ЗАДАНИЯ:
1. Ответьте коротко на вопросы по фрагменту о Сенчине и Пелевине:
(a) В каком романе говорится о том, как рок-подполье выродилось в рок-агитацию?
(b) Какую премию получил Захар Прилепин?
(c) В каком журнале и под каким номером был опубликован этот текст?
2. Переведите на английский язык предложение из фрагмента о Сенчине и Пелевине: «Если мерить время Пелевиным, то конец девяностых запомнится как период его вынужденного ухода в подполье – а излет нулевых как затянувшаяся инаугурация».
3. Продолжите фрагмент о Сенчине и Пелевине, начиная сразу после его последнего предложения.

ФРАГМЕНТ:
******

Роль в культуре. Когда потребительским мейнстримом освоены все популяризируемые сферы духа (вспомним тему вырождения рок-подполья в рок-агитацию в романе «Лед под ногами»), не-зрелищное, трудное, серьезное слово приобретает вес поступка. Проза Сенчина представляет собой пример осознания слова как дела, не нуждающегося во внеположенном ему оправдании: «Пока есть возможность не стать насекомым – лучше всеми силами не становиться. Бороться с обитателями муравейников (ульев, осиных гнезд, термитников, опарышевых убежищ) всеми средствами. Лучше – словом. Ведь только у человека есть дар слова и средства, чтобы слово запечатлеть. Лучше писать о насекомых, чем становиться насекомым. Насекомые писать не могут, и пути из насекомого обратно, кажется, нет. У жизни не предусмотрен задний ход» (« Не стать насекомым ») [75] .
На каких весах соизмерить успех писателей столь разной природы? Премия «Нацбест-2008» Захару Прилепину, популяризирующая жанр рассказа как перспективный для книготорговли, – заметка Романа Сенчина, которая не одного писателя спасет от творческого самоубийства.
(Опубликовано в журнале «Континент». 2009. № 140. Печатается в дополненном и исправленном варианте).
Ничё о ником
Апофатик Пелевин
«Писатель, в эпоху которого служили народу Брежнев, Горбачев, Путин», – отшучиваются издатели в аннотации к его последнему роману [76] . Если мерить время Пелевиным, то конец девяностых запомнится как период его вынужденного ухода в подполье – а излет нулевых как затянувшаяся инаугурация.

******

СТРОКИ ДАННЫХ:
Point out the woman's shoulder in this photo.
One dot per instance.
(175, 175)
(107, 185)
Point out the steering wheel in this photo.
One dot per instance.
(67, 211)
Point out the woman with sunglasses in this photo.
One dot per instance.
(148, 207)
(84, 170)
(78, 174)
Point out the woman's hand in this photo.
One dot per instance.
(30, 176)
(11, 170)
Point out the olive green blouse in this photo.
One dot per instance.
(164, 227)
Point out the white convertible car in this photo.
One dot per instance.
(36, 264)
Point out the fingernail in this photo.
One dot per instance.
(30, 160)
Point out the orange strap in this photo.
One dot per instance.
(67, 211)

******

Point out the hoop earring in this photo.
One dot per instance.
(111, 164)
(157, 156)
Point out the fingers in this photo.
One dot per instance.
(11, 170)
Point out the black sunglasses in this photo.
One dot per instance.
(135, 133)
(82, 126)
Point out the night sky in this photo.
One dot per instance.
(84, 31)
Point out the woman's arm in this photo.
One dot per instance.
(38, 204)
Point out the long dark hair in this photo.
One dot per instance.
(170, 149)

******

ОТВЕТЫ К ЗАДАНИЯМ:
1.
(a) В романе «Лед под ногами».
(b) Премию «Нацбест-2008».
(c) В журнале «Континент», № 140 за 2009 год.

2. If time is measured by Pelevin, the late nineties will be remembered as the period of his forced retreat underground, and the end of the noughties as a drawn-out inauguration.

3.
Десятилетие назад представители литературного сообщества не только не отметили «Русским Букером» его наиболее значительный роман «Чапаев и Пустота», но даже не включили Пелевина в список финалистов премии. Этот, с сегодняшней точки зрения, казус стал поводом к концептуальному выступлению маргинального философа и публициста Сергея Корнева, который, в противовес профессиональному жюри, показал Пелевина духовным и эстетическим лидером современной словесности, на новом этапе развивающем идеи русских классиков [77] .
Теперь Пелевин из рук читателей культурного портала «Openspace.ru» получил титул самого влиятельного интеллектуала России [78] . К этому времени и «Русский Букер», и профессиональное сообщество литераторов, когда-то отправившие его в андеграунд, сами перешли на маргиналии общественного сознания. И наоборот, публично, волей электората утвержденный авторитет Пелевина ввел его в новую культурную номенклатуру. Сегодня этот писатель – один из элементов общественной стабильности: из никому не удобного оппозиционера, каким запечатлел его Корнев, он превратился в лидера, который устраивает всех. Это новое положение писателя вполне отразилось в эссе публициста и прозаика из тридцатилетних Германа Садулаева. В противоположность Корневу, он развенчивает Пелевина как духовного гуру и эстетического радикала, показывая его «шутом», чья простецкая философия удовольствия обслуживает привилегированные слои современного капиталистического общества, а словесные фокусы дурят народ [79] .
Зеркальные по смыслу выступления Корнева и Садулаева решают на деле один и тот же вопрос, сопутствовавший всем достижениям Пелевина: возможно ли снискать популярность, оставаясь серьезным писателем? Не только в писательской репутации Пелевина заложена эта двойственность: тиражи и цитируемость популярной литературы – при идейной задаче и культурной памяти литературы качественной, даже элитарной. В самом его творчестве разделение на «высокий» и «низкий» план очень заметно, и именно это не позволяет однозначно определить, кто перед нами: интеллектуал или «шут», философ или сатирик, большой писатель или памфлетист, актуальный, пока живы описанные им реалии?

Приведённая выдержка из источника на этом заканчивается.